%%

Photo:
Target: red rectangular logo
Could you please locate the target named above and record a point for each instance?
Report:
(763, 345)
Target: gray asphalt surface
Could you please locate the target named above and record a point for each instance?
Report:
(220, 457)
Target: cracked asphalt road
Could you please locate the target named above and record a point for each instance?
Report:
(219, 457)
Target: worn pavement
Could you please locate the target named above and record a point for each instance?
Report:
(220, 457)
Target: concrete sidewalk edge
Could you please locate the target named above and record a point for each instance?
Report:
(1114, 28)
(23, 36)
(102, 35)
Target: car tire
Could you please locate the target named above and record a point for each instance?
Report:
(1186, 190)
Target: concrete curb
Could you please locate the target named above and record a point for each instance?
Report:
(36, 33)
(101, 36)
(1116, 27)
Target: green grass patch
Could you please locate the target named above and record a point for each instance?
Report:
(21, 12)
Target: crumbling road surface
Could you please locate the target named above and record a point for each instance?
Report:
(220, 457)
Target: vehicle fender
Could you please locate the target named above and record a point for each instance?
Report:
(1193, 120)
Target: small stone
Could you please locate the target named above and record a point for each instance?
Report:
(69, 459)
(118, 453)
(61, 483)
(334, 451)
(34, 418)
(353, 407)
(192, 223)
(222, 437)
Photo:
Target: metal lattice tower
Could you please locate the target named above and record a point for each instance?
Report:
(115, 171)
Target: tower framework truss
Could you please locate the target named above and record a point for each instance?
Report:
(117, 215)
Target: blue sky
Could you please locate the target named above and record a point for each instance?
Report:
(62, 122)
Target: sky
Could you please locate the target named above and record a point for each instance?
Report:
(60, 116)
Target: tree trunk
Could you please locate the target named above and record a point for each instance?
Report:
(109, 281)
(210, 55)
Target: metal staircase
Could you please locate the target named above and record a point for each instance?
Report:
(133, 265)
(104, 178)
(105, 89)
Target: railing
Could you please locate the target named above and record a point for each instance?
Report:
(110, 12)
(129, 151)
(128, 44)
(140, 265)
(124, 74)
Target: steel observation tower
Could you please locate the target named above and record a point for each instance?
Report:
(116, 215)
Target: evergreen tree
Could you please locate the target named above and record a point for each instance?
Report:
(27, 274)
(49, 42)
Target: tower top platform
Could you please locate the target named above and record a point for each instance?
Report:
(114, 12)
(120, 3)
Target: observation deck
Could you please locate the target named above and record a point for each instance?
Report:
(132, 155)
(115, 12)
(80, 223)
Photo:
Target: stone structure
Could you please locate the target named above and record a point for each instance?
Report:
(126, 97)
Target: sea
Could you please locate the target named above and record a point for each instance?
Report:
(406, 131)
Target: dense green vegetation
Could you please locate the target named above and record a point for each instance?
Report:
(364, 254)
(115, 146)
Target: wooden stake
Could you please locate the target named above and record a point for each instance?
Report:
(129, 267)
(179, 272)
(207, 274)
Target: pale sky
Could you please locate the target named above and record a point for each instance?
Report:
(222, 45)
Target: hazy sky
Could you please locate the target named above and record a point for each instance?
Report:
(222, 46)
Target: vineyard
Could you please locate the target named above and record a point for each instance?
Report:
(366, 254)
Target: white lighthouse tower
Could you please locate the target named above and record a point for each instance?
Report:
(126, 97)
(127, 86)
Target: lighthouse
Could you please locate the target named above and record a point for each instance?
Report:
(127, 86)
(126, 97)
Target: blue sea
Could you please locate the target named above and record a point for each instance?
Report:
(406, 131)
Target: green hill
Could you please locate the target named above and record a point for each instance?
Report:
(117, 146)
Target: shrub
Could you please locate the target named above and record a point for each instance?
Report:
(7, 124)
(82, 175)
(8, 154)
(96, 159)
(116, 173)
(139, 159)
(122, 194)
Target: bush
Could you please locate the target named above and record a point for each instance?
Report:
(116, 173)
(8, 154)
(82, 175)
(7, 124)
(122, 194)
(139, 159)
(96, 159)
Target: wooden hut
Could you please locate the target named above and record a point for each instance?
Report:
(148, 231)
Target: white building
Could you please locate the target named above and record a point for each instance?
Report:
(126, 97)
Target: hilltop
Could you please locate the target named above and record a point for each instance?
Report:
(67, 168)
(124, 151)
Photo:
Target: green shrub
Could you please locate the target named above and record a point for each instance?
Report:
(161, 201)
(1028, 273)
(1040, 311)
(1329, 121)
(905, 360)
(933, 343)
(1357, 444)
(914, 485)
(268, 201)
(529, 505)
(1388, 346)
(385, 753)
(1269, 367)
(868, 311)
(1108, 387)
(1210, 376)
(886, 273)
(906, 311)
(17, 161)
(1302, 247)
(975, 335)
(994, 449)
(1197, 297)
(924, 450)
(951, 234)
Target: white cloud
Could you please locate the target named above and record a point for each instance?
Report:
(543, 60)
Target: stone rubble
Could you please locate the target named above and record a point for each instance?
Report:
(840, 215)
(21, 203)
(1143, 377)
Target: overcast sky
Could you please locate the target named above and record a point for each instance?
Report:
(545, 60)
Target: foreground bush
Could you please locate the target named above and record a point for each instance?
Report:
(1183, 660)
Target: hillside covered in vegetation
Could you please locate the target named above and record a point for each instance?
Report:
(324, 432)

%%

● Goal of the exercise
Output an exact copy of each record.

● Written solution
Photo:
Target: red rectangular logo
Could you please locate the target named above and record a point for each instance?
Report:
(763, 345)
Target: gray asphalt surface
Could you please locate the target named above and record a point for each instance?
Report:
(220, 457)
Target: cracked asphalt road
Could you please locate the target named above and record a point for each instance?
Report:
(219, 457)
Target: worn pavement
Could you please locate the target named above and record a point for each instance?
Report:
(220, 457)
Target: concrete sidewalk edge
Could you please locate the target named above and record a point for each instance?
Report:
(1114, 28)
(23, 36)
(102, 35)
Target: car tire
Could you please locate the target named above and record a point for each instance?
Report:
(1186, 190)
Target: concrete curb
Could you please locate the target named above and record a point for each instance?
Report:
(36, 33)
(101, 36)
(1116, 27)
Target: green grass patch
Could you please locate the target named above and record a point for each instance?
Report:
(21, 12)
Target: crumbling road surface
Could you please locate the target named above and record a point for each instance?
Report:
(220, 457)
Target: vehicle fender
Could you please locate the target named above and record a point for each instance?
Report:
(1193, 120)
Target: small stone
Could you please locate the target named above and record a point for each instance?
Report:
(69, 459)
(118, 453)
(61, 483)
(334, 451)
(34, 418)
(353, 407)
(192, 223)
(222, 437)
Photo:
Target: metal lattice tower
Could you please locate the target named above and record a point for each instance?
Report:
(115, 171)
Target: tower framework truss
Could you please locate the target named above and record a point for each instance?
Report:
(117, 215)
Target: blue sky
Could you please locate the target named above and record a point for each instance?
Report:
(62, 122)
Target: sky
Could you please locate the target named above and record a point for each instance?
Report:
(60, 116)
Target: tree trunk
Could you please locate the target named above and record a point for each instance?
Report:
(109, 281)
(210, 55)
Target: metal staircase
Could you please locate the target named above and record a point for each instance?
Report:
(133, 265)
(104, 178)
(105, 89)
Target: railing
Could you please locate the target named above and record a point for each instance?
Report:
(110, 12)
(129, 151)
(128, 44)
(140, 265)
(124, 74)
Target: steel observation tower
Could you please locate the target named above and record a point for each instance?
Report:
(116, 215)
Target: evergreen tree
Could you please locate the target named above and record a point for each instance?
Report:
(27, 274)
(49, 42)
Target: tower top platform
Could you please locate the target named above and record a point for each instance?
Report:
(114, 12)
(120, 3)
Target: observation deck
Could you please locate the target named above and record a point for each instance?
Report:
(132, 155)
(115, 12)
(80, 223)
Photo:
Target: stone structure
Could you please locate the target named above and record a point for each instance?
Report:
(126, 97)
Target: sea
Could you please locate the target named above and record a point for each instance?
Report:
(406, 131)
Target: dense green vegetation
Could you please locate the target named above and record a point for each instance?
Report:
(364, 254)
(115, 146)
Target: wooden stake
Could you please locate the target named above and record a point for each instance?
Report:
(129, 267)
(179, 272)
(207, 274)
Target: pale sky
Could you please locate the target named above and record a point for each instance?
Report:
(222, 45)
Target: hazy sky
Could you please locate the target named above and record a point for each instance?
Report:
(222, 46)
Target: vineyard
Could you please locate the target named above and record a point for each instance?
Report:
(366, 254)
Target: white lighthouse tower
Could you please locate the target named above and record a point for each instance?
Report:
(126, 97)
(127, 86)
Target: lighthouse
Could you please locate the target named above and record a point for each instance?
Report:
(127, 86)
(126, 97)
Target: blue sea
Could you please locate the target named above and record a point for each instance?
Report:
(406, 131)
Target: green hill
Could you please locate the target named above and record a point for each instance?
Report:
(117, 146)
Target: shrub
Could you please locate the target named above and record a point for each instance?
Report:
(7, 124)
(82, 175)
(8, 154)
(96, 159)
(116, 173)
(139, 159)
(122, 194)
Target: bush
Could you please locate the target named above and record a point for each instance?
Report:
(116, 173)
(8, 154)
(82, 175)
(7, 124)
(122, 194)
(139, 159)
(96, 159)
Target: wooden hut
Could you please locate the target named above and record a point for each instance?
Report:
(148, 231)
Target: white building
Could you please locate the target named above and record a point for each instance?
Report:
(126, 97)
Target: hilltop
Could you please locate the target named above and record a point for each instance?
Report:
(67, 168)
(124, 151)
Photo:
Target: green shrub
Could you please locate the target named above and record a point for each instance?
Report:
(161, 201)
(1028, 273)
(1040, 311)
(1329, 121)
(905, 360)
(933, 343)
(1357, 444)
(914, 485)
(268, 201)
(529, 505)
(1388, 346)
(385, 753)
(1269, 367)
(868, 311)
(1108, 387)
(1210, 376)
(886, 273)
(906, 311)
(17, 161)
(1302, 247)
(975, 335)
(994, 449)
(1197, 297)
(924, 450)
(951, 234)
Target: white cloud
Could you please locate the target named above and record a point for each instance?
Report:
(543, 60)
Target: stone rubble
Could you please locate the target named above and record a point for each instance?
Report:
(840, 215)
(21, 203)
(1143, 377)
Target: overcast sky
Could you please locate the target named above and record a point for each instance?
Report:
(545, 60)
Target: foreground bush
Could you please locate the target named above and record a point for each instance?
Report:
(1183, 660)
Target: hillside covered in vegetation
Could you please locate the target named above and record a point for each instance?
Report:
(324, 432)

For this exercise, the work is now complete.